> **What to produce**
Make a verbatim copy of the records; pictures stay out.

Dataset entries

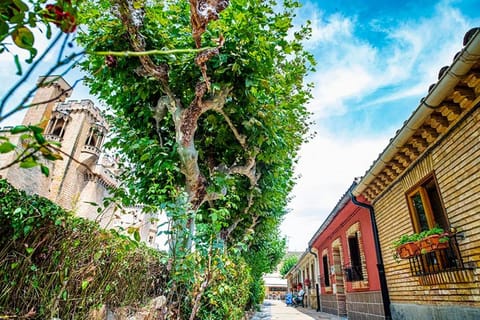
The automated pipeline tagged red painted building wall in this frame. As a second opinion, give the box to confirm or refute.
[311,196,380,292]
[309,191,385,319]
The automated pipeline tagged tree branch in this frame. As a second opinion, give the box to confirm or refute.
[228,150,260,186]
[91,47,215,57]
[215,108,246,149]
[114,0,170,90]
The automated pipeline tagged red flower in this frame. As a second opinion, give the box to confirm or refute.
[43,4,77,33]
[44,4,64,22]
[59,11,76,33]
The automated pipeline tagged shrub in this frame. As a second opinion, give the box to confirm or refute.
[196,256,253,320]
[0,179,166,319]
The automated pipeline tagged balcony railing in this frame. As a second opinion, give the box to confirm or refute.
[82,144,101,156]
[44,134,62,142]
[407,236,465,276]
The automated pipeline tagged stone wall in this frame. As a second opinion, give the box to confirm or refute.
[320,294,338,315]
[391,303,480,320]
[346,291,385,320]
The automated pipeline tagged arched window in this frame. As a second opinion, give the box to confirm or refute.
[347,232,364,281]
[47,117,68,138]
[85,126,104,148]
[346,223,367,285]
[85,133,97,147]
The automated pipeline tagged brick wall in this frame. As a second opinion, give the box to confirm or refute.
[374,105,480,311]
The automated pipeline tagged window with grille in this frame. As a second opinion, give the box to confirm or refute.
[406,174,464,275]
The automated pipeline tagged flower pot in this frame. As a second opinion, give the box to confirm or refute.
[396,241,420,259]
[418,234,449,253]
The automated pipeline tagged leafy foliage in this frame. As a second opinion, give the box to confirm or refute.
[0,124,64,176]
[196,256,253,320]
[0,179,166,319]
[0,0,79,64]
[280,255,298,277]
[77,0,314,318]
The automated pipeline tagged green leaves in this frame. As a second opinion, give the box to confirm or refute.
[1,0,38,62]
[2,125,63,176]
[81,280,89,290]
[40,164,49,176]
[19,157,37,168]
[12,26,34,49]
[127,226,141,242]
[77,0,313,317]
[0,141,15,153]
[10,125,29,134]
[280,255,298,277]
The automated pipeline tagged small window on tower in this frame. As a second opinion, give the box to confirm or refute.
[85,127,99,147]
[49,118,67,138]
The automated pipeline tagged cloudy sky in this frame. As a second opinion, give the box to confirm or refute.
[1,1,479,251]
[282,0,480,251]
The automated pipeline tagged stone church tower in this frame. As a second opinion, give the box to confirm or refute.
[0,76,159,247]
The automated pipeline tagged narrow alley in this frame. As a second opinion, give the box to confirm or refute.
[249,300,345,320]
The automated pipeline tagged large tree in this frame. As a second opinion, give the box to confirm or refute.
[77,0,314,318]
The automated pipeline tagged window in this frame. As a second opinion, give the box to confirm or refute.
[348,232,364,281]
[85,126,104,148]
[310,262,315,287]
[406,175,448,232]
[47,118,68,138]
[406,174,463,275]
[322,254,330,287]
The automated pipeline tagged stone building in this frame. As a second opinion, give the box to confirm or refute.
[351,28,480,319]
[0,76,158,247]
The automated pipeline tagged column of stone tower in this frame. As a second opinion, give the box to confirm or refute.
[0,76,72,196]
[48,99,108,212]
[21,76,72,128]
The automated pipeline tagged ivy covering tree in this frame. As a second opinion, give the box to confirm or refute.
[77,0,314,318]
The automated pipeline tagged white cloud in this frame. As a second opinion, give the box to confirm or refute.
[282,129,392,250]
[300,0,476,121]
[306,12,354,46]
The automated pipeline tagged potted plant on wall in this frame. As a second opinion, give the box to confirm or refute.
[393,233,421,260]
[417,226,451,254]
[393,227,452,261]
[304,278,311,288]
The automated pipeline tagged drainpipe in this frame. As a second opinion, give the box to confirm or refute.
[350,192,392,320]
[308,246,321,312]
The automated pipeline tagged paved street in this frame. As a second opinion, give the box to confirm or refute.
[250,300,345,320]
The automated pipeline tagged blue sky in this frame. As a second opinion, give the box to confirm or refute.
[282,0,480,250]
[1,0,479,251]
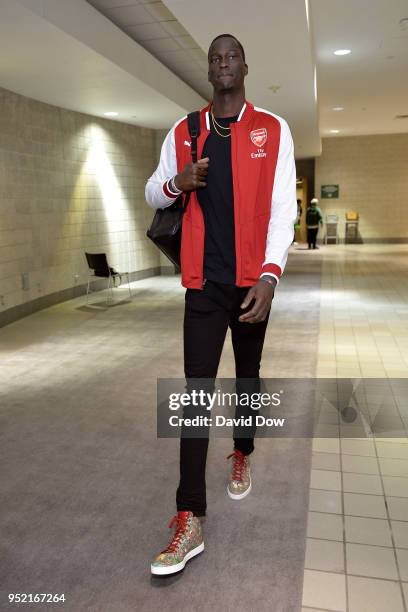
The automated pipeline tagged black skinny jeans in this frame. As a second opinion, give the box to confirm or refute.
[176,280,270,516]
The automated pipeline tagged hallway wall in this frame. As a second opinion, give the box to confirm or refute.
[0,87,159,316]
[315,133,408,241]
[296,157,315,202]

> **Result below**
The automated pipeline tagged red painted building wall in this frame. As a second opinion, give the box to confirm or refute.
[311,196,380,292]
[309,191,385,319]
The automated pipeline tagged tree branch in this frame. As a second opinion, give the box to confirm or refute.
[228,150,260,186]
[91,47,215,57]
[215,108,246,149]
[114,0,170,90]
The automated pipeline tagged red flower in this frame. As a second opinion, give the box to confirm or refute.
[43,4,77,33]
[44,4,64,22]
[59,11,76,33]
The automated pipeline tagged shrub in this frame. As a second opinion, give the box to confirm or refute.
[196,256,253,320]
[0,179,166,319]
The automated pipeline tagged balcony railing in this frame. As a second opinion, give the box to confirm or refute.
[82,144,101,156]
[44,134,62,142]
[407,236,465,276]
The automated pipeline tagged stone wall in this frame. As a second opinion, give the box to confirm or refute.
[320,294,338,315]
[391,303,480,320]
[346,291,385,320]
The automated pipeline tagged arched window in this frame. As a second opinion, give the box to confirm or refute.
[347,232,364,281]
[47,117,68,138]
[85,126,104,148]
[346,223,367,285]
[85,133,97,147]
The automated pipeline tagged brick wall in this frame. As a second opinion, give the box to confirm or refute.
[374,105,480,311]
The automated pipeline tagged window with grille in this frame. As a second opinion, give the box to confirm or refute.
[406,174,464,275]
The automated pipeline tagged flower pot in this frame. As a second opinion, give the box to confirm or refute.
[396,241,420,259]
[418,234,449,253]
The automated pipeline tagged leafy foliage in this frame. As a second opinion, give the box to confirm or refute.
[0,124,64,176]
[196,256,253,320]
[0,179,166,319]
[0,0,79,64]
[280,255,298,277]
[77,0,314,318]
The automated pipeline tagged green leaves in this frame. As a second opinion, give the box to confirm or refute.
[1,0,38,62]
[2,125,63,176]
[81,280,89,290]
[40,164,49,176]
[19,157,37,168]
[12,26,34,49]
[127,226,141,242]
[77,0,313,317]
[0,141,15,153]
[10,125,29,134]
[280,255,298,277]
The automated pipeline tagged small window on tower in this frame. As a second opinion, give the box to confirm or refute.
[85,127,99,147]
[49,118,67,138]
The automated pipeline tagged cloudy sky in this frame. As a second opinion, give the box to confirm or refute.
[1,1,479,251]
[282,0,480,251]
The automated pipeline tagged stone church tower in this frame. As a second opinion, give the box to confirm or refute.
[0,76,159,247]
The automated pipeline tagged narrow alley in this frame. As a second opinion, give the box to confirm or refute.
[249,300,345,320]
The automated pipeline tagged large tree in this frame. As a second opinion, give the box to confirm or refute.
[77,0,314,318]
The automated pipeline tagged window in this frame. As a second opinion, give the box to confirm or refute.
[348,232,364,281]
[85,126,104,148]
[310,262,315,287]
[406,175,448,232]
[47,118,68,138]
[406,174,463,275]
[322,254,330,287]
The automated pipeline tagged stone building in this frame. As a second opinion, give the box to confirm or refute.
[351,28,480,319]
[0,76,158,247]
The automated pipeline tagged column of stone tower in this frame. As a second opinion, give the box to confirm or refute.
[0,76,72,196]
[48,99,108,212]
[21,76,72,128]
The automated pipeline tagged ivy covering tree in this frame. As a second opinion, give the box to confirm or refute.
[77,0,314,318]
The automated pipeline tagged white cloud in this frame. As a second opinion, give the box to confirm or refute.
[282,129,392,250]
[300,0,476,121]
[306,12,354,46]
The automated pipeline tagged potted plant on wall in this frame. As a second opinion, give the box to confirm or refute.
[393,233,421,260]
[417,226,451,254]
[393,227,452,261]
[304,278,311,288]
The automated pipeline tagged drainpipe in this frame. As a second opinion, give the box to confirm or refute.
[350,192,392,320]
[308,246,321,312]
The automated pipeline tagged paved street in this frame. As a second opinion, give the box to confirm or refute.
[250,300,345,320]
The automated pipeline tagged blue sky in this frame. As a second opinion, give the box to confirm or refute.
[282,0,480,250]
[1,0,479,251]
The automated pipeline tagged black skinny jeans in this frame. As a second opinion, give the box to confirm or refute.
[176,280,270,516]
The automated pipeline tagged hallway wall in this frame. As a second opinion, give the box to confirm or refute.
[0,87,159,316]
[315,133,408,241]
[296,157,315,202]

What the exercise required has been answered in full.